Location annotation dataset excerpts:
──────
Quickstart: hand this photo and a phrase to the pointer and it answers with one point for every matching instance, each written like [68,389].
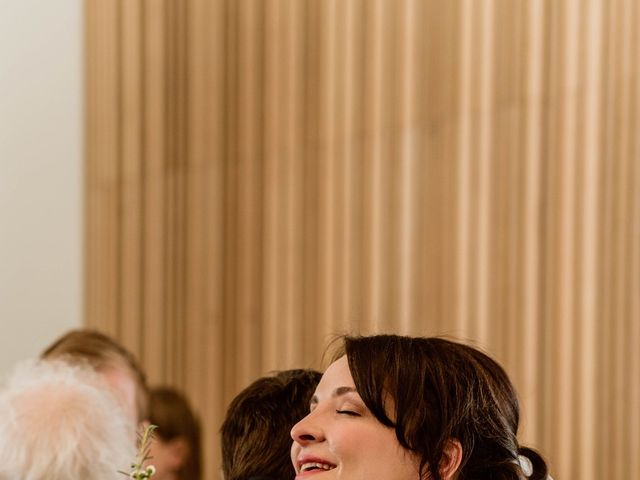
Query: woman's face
[341,439]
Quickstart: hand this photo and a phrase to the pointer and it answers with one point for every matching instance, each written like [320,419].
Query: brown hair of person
[171,412]
[256,441]
[101,351]
[437,390]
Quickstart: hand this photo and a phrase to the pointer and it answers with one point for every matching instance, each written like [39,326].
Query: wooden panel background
[263,174]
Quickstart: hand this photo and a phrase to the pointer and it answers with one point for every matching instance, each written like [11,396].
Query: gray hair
[60,422]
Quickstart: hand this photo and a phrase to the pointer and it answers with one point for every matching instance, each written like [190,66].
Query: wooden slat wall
[262,175]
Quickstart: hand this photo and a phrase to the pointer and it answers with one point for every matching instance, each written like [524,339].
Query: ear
[451,459]
[177,451]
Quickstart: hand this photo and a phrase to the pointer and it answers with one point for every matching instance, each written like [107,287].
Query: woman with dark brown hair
[402,408]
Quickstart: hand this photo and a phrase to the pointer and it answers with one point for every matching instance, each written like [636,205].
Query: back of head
[102,353]
[170,411]
[59,422]
[440,391]
[255,434]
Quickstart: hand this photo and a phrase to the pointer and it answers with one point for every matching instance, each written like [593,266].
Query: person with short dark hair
[175,451]
[255,432]
[115,363]
[407,408]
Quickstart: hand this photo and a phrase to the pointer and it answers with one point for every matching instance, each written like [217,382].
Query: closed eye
[348,412]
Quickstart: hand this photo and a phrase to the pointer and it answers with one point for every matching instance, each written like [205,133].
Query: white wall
[40,174]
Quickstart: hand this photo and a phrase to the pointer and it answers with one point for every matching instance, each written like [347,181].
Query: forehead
[337,375]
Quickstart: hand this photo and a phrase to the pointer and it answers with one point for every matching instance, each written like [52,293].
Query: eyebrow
[336,393]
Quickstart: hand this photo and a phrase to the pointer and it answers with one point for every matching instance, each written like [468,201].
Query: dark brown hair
[101,351]
[171,412]
[255,434]
[442,390]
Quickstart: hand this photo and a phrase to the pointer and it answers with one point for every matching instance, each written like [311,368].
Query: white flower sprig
[138,471]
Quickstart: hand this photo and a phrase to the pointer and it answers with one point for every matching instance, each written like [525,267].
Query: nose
[307,431]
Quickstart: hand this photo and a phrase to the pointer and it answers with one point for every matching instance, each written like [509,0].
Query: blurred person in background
[255,433]
[60,422]
[176,450]
[112,361]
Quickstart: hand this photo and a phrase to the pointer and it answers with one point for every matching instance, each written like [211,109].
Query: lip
[302,459]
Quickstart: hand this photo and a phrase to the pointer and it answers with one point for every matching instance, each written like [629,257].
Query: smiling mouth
[316,467]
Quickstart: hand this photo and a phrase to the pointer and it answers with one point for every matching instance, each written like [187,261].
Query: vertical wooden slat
[154,149]
[131,216]
[262,175]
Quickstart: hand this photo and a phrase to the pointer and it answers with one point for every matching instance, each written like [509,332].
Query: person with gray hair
[60,422]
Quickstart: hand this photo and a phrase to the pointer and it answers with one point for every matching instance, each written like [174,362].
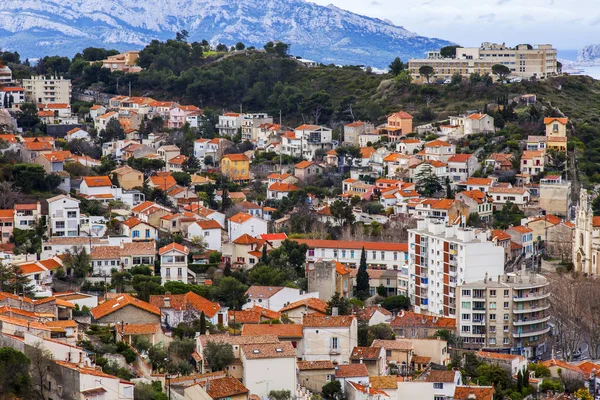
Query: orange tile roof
──────
» **Directive**
Quote each line of the listing exactly, but leave the pictures out.

» **Final result**
Quickstart: hand this photo and a phrase to the pointer and it answers with one point for every matching instance, each written like [68,389].
Query: woman's face
[341,439]
Quickstart: hand this photo and a phrase to the pointer and it answers with one point for every matching instance, each written like [320,419].
Query: brown hair of person
[171,412]
[256,441]
[101,351]
[437,390]
Quickstart: hand this photo and a phrase to the pointer and it answers with one point for every matching instance, each written like [39,326].
Query: wooden panel background
[263,174]
Quickstart: hand this photo and a phrase to the pointer and it answers with one point for every matching instance, each written like [11,396].
Query: gray hair
[60,422]
Quickstart: hand this photo and a phrase to the pointer and it answers with one point for every matching instance, each written like [190,66].
Query: wooden slat wall
[262,175]
Quickstart: hand this photo and a phrase to the pointer and it answers with one point for every matching instance, each written like [524,339].
Query: ear
[451,459]
[177,451]
Quickstart: hand this photo and a phrase to the pointer and it answers with one point for every matching instance, each written like [107,287].
Query: woman with dark brown hair
[402,408]
Quickstart: hand this photo and a phrase to the pointer and it answers with one point for every matching instance, each written like [636,205].
Query: back of head
[102,353]
[170,411]
[59,422]
[440,391]
[255,434]
Quickstart: hand this photo and a phrase to the pointer and it answers with one point for every matching instance, each written like [593,266].
Query: person with short dark hair
[175,451]
[255,432]
[115,363]
[407,408]
Quickstart: hand this photo and a phrase to the pointer and it answers with one point for every matching instance, each written like [217,382].
Query: closed eye
[348,412]
Quickstart: hand this photo and a phrase to the pointer and it answers with one point for every matching instance, each written like [205,133].
Query: white wall
[40,174]
Quickstart: hand this photo and a phrase to the pointer and it answers with one point for every matching instance, each written like [347,181].
Query: forehead
[337,375]
Quickstart: hand this photo and a phrase to the pointer and it answers with one point for every matching instance, each written like [52,293].
Query: eyebrow
[336,393]
Quickstart: hand this photo and a phrase to the pointer and it answers with one point for every matching instance, each written like [468,201].
Query: dark brown hair
[101,351]
[171,412]
[255,434]
[442,390]
Quickstart: hand this photo and a phrase to the pointer and it answers with one point for every matching instance, each written like [311,368].
Query: white flower sprig
[138,471]
Quickstart: hand this photo and a phrase to the pointer and it answers with one point for every matching instance, each written like [525,267].
Query: nose
[307,431]
Quickstart: hand this photo and a phrase to the pointer and it answers with one point for every matching instance, each written like [509,0].
Query: blurred person in background
[255,433]
[60,422]
[176,450]
[112,361]
Quickstart: hand this photo and a phrase to the pointer and it answers with one point for every matching instance, each written like [211,109].
Query: lip
[302,459]
Quickstart: hand this photo and a phrase to the pointer and it answers with one point for every matching instance, each written like [629,257].
Query: smiling mouth
[316,467]
Quickstart: hand this photo and a phrase to the pointer and it answers with one point for every matching instance, each written like [187,261].
Query: vertical wooden slat
[154,149]
[131,216]
[262,175]
Quickstart: hand this photo and a phrase to the pointer and it answers with one point for every matching instance, each written like [509,332].
Query: person with gray hair
[60,422]
Quickstart: hand this photo and a phrase to the pointer and it answers with one point for every matching instance, each written like [174,362].
Query: orange tile roof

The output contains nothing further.